PETIT EXERCICE A | Dans l'extrait à lire, renvoyez mot pour mot le passage qui commence par "Oh thou inspher’d, unearthly" et va jusqu'à "course unsully’d !".
PETIT EXERCICE B | Selon l'extrait à lire, de quoi ont besoin les fleurs inaccessibles auxquelles sont comparées ces natures délicates ?
PETIT EXERCICE C | Poursuivez l'extrait à lire sur les natures rêveuses et contemplatives, à partir de l'endroit où il s'arrête.

EXTRAIT À LIRE |
┏━━
C’est à vous, natures sensitives et délicates, organisations supérieures et intuitives, caractères rêveurs et mélancoliques, cœurs profonds et scellés, dont Dieu seul pénètre le mystère d’amour et d’intelligence ; c’est à vous qui ne pouvez pas sympathiser et vous mettre à l’unisson avec une société froide et prosaïque, égoïste et dure ; vous qui aspirez avec ardeur au repos et à l’isolement ; qui avez besoin d’habiter en vous-mêmes, et de vous nourrir en secret de vos larmes mystérieuses ; vous que Dieu a créées pour vivre d’une vie tranquille et contemplative, d’une vie de prière et d’étude ; et qui cherchez en vain dans le monde l’aliment spirituel, la rosée de lumière, l’atmosphère céleste qu’il vous faut, dans votre mystique et virginale exaltation ; vous qui êtes comme ces fleurs inaccessibles, filles immaculées de la neige, auxquelles il faut l’air subtil des plus hautes montagnes, et qui ne peuvent bien croître et s’épanouir avec éclat que dans une atmosphère où les vapeurs méphitiques de la terre et les exhalaisons des marais n’arrivent plus que purifiées par un fluide éthérée.

A starry diadem their heads infold,

And purest robes of dazzling light invest.
Marsden

Oh thou inspher’d, unearthly loveliness !
Dangers may gather round thee, like the clouds
Round one of heav’n’s pure stars ; thou’lt hold

Thy course unsully’d !
┗━━
BLOC DE DONNÉES |
┏━━
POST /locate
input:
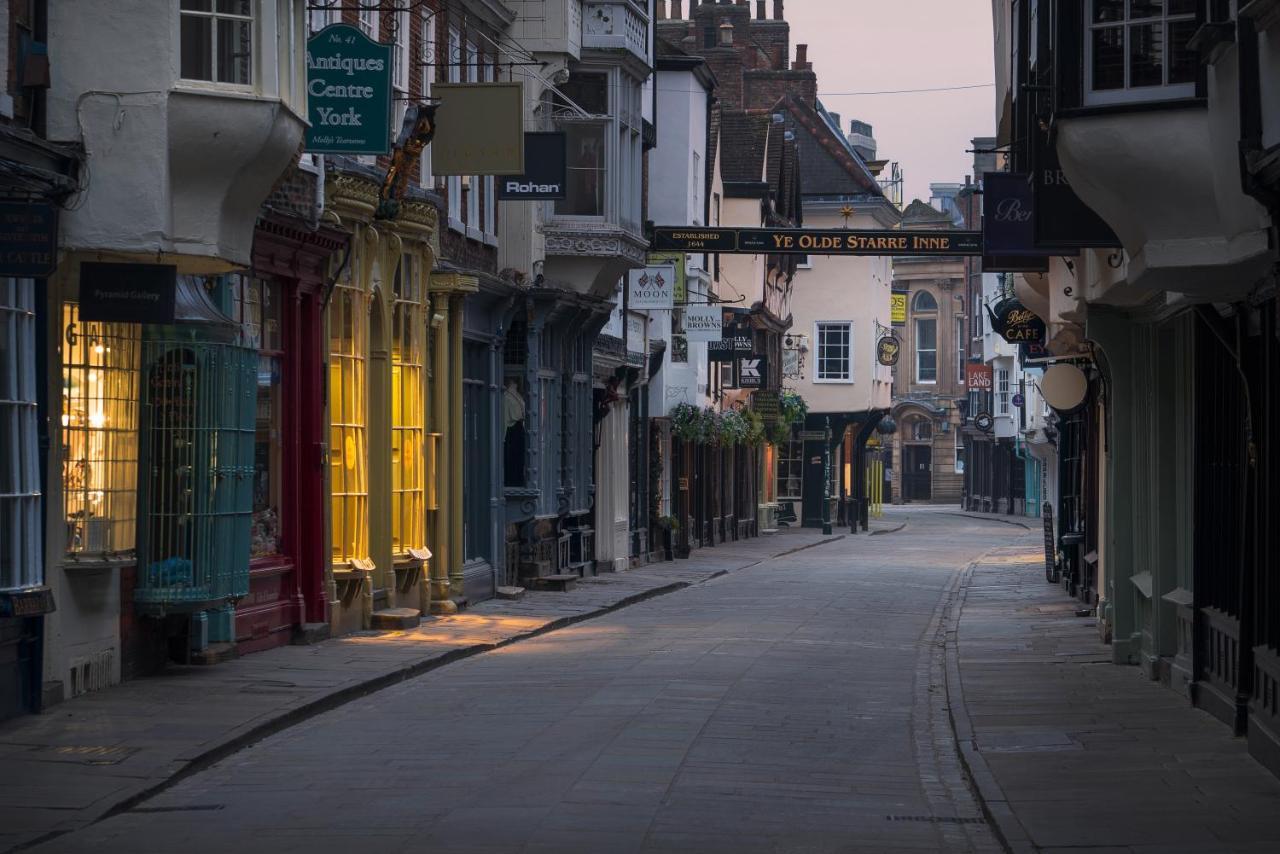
┗━━
RÉPONSE A |
Oh thou inspher’d, unearthly loveliness !
Dangers may gather round thee, like the clouds
Round one of heav’n’s pure stars ; thou’lt hold

Thy course unsully’d !

RÉPONSE B | De l'air subtil des plus hautes montagnes.

RÉPONSE C |
Milman

C’est à vous, âmes actives et passionnées, natures inquiètes et orageuses, vous qui êtes fatiguées du monde, de ses vains honneurs, de ses tristes plaisirs et de toutes les fades jouissances de la fortune ; vous qui êtes désabusées des nobles et enivrantes illusions de l’amitié et de l’amour, des rêves attrayants et sublimes de la gloire et de la science humaines ; vous qui avez tout possédé, joui de tout, et tout épuisé, — et qui avez enfin reconnu avec le Sage inspiré, que tout n’est que vanité et affliction d’esprit.

C’est à vous, hommes et femmes réfléchis, qui, instruits par le malheur des autres et par votre propre malheur, effrayés des nombreux naufrages qui signalent chaque jour les dangers d’une navigation pénible, et fatigués des agitations sans repos de la haute mer du monde, rêvez de jeter l’ancre dans le port tranquille de la solitude, et d’y vivre désormais à l’abri de l’orage et des écueils.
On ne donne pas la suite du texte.